Break camelCase

Description

Complete the solution so that the function will break up camel casing, using a space between words.

My answer

function solution(string) {
  return [...string].map(function(letter) {
    return letter === letter.toUpperCase() ? letter = ` ${letter}` : letter
  }).join('')
}

Other solutions

function solution(string) {
  return(string.replace(/([A-Z])/g, ' $1'));
}

function solution(string) {
  return string.replace(/([a-z])([A-Z])/g, "$1 $2");
}

Wrap up

RegExp.$1-$9

$1, ..., $9 properties are static, they are not a property of an individual regular expression object. Instead, you always use them as RegExp.$1, ..., RegExp.$9.
The values of these properties are read-only and modified whenever successful matches are made.
The number of possible parenthesized substrings is unlimited, but the RegExp object can only hold the first nine. You can access all parenthesized substrings through the returned array's indexes.
These properties can be used in the replacement text for the String.replace method. When used this way, do not prepend them with RegExp. The example below illustrates this. When parentheses are not included in the regular expression, the script interprets $n's literally (where n is a positive integer).

Examples

var re = /(\w+)\s(\w+)/;
var str = 'John Smith';
str.replace(re, '$2, $1'); // "Smith, John"
RegExp.$1; // "John"
RegExp.$2; // "Smith"

source: mdn web docs

Multiples of 3 or 5

Description

If we list all the natural numbers below 10 that are multiples of 3 or 5, we get 3, 5, 6 and 9. The sum of these multiples is 23.
....
Reproduce the camelCase notes above word for word, between "The values of" and "returned array's indexes.", inclusive.

Provided material
....
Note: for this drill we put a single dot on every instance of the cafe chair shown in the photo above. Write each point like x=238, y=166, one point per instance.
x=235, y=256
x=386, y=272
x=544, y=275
....
Written response
The values of these properties are read-only and modified whenever successful matches are made.
The number of possible parenthesized substrings is unlimited, but the RegExp object can only hold the first nine. You can access all parenthesized substrings through the returned array's indexes.